▶ **PASSAGE**:
+--
With unlimited funds, the confessed murderer was able to hire a legal conjurer
who through extraordinary feats of ledger-de-main was able to cloud the minds
of the jurors sufficiently to gain an acquittal for his now probably
impoverished client. And, after all, the murderer did not eat his victim,
although we cannot be entirely sure about the head.
If
somehow we all could be magically transported somewhat further back to a time
where parity existed, both of these men would have been executed -- the
murderer for his crime, and his attorney for witchcraft, but the innocent Pro
se prisoner with relative parity and good evidence stood a better chance of
prevailing.
To
put the State of Georgia’s economic concerns to rest, Petitioner stands ready
pay for all costs involved in his proposed remedies, including the additional
cost of the electricity necessary to operate the notebook computer and
requisite software that will reside in his cell. If other costs are involved in
records searching and copying, Petitioner will also either furnish trained
staff to accomplish these tasks or will recompense the prison at a reasonable
rate for these materials. Again, while the essential remedies are required to
restore parity, the details of implementation are open to negotiation and
arbitration by this Court.
+--
▶ **DATA ENTRIES**:
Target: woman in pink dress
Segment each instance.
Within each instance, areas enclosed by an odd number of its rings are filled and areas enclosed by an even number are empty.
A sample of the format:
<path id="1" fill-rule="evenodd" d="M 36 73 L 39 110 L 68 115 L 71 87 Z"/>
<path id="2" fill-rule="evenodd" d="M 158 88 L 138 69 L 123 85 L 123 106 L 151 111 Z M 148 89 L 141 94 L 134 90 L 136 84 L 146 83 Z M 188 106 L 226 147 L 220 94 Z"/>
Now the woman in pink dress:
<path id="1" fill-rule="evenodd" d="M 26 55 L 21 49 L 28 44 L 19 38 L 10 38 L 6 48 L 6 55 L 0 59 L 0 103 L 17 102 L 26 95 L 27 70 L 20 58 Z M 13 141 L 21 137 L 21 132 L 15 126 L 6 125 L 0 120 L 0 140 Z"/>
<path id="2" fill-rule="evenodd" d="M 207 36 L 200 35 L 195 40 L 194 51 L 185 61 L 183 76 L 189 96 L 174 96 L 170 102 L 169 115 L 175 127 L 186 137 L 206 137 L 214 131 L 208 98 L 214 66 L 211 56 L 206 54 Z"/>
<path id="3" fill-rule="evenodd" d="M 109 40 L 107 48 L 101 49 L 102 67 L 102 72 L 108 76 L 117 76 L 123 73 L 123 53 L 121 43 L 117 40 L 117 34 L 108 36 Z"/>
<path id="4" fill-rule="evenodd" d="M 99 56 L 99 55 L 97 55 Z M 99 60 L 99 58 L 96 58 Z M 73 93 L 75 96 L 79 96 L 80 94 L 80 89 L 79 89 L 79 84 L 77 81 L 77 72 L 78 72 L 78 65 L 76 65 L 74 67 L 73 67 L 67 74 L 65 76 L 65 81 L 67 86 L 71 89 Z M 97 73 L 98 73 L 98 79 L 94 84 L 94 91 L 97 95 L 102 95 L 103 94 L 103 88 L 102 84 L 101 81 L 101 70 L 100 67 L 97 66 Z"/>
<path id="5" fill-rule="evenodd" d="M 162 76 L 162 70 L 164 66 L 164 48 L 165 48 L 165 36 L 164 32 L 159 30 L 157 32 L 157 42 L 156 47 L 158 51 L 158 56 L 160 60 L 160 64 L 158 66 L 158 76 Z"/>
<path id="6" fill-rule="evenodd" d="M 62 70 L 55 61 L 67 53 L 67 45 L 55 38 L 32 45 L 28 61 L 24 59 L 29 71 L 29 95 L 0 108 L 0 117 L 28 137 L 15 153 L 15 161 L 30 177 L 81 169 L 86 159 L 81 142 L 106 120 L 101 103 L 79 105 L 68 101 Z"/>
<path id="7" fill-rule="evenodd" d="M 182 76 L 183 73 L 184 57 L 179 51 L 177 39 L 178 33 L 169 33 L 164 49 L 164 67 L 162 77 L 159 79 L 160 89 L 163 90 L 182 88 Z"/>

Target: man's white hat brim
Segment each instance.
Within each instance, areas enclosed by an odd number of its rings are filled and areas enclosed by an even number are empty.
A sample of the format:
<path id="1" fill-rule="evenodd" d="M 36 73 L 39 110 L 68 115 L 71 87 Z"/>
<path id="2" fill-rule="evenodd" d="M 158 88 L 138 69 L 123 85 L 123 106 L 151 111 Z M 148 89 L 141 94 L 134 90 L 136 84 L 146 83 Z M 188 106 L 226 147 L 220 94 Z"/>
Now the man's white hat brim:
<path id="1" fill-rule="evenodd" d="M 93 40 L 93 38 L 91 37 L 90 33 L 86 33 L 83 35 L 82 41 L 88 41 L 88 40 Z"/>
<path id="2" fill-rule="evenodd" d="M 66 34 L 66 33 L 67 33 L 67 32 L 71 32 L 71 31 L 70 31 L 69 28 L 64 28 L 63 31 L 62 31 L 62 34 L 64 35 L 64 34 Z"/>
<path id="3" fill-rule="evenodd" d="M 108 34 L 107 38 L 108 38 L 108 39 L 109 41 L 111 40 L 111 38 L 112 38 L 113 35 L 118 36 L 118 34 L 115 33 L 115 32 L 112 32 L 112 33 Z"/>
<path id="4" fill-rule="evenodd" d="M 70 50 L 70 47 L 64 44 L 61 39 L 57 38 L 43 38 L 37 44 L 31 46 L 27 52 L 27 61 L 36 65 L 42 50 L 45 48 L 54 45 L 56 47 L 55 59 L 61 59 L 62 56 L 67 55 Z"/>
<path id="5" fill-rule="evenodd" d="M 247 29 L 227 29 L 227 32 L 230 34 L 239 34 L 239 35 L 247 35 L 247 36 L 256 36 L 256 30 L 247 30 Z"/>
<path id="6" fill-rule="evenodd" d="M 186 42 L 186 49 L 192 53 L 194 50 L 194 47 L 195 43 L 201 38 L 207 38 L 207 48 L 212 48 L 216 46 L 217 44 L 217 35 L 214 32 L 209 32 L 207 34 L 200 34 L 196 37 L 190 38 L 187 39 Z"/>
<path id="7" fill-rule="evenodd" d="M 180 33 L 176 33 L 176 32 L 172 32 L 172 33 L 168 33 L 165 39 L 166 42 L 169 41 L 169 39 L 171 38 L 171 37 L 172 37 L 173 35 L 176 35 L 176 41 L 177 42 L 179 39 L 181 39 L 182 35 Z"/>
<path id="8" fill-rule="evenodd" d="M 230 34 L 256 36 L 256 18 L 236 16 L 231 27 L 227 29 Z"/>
+--
▶ **GOAL**: Repeat the petition passage word for word, from "With unlimited funds, the" to "about the head.".

▶ **ANSWER FOR THIS EXERCISE**:
With unlimited funds, the confessed murderer was able to hire a legal conjurer
who through extraordinary feats of ledger-de-main was able to cloud the minds
of the jurors sufficiently to gain an acquittal for his now probably
impoverished client. And, after all, the murderer did not eat his victim,
although we cannot be entirely sure about the head.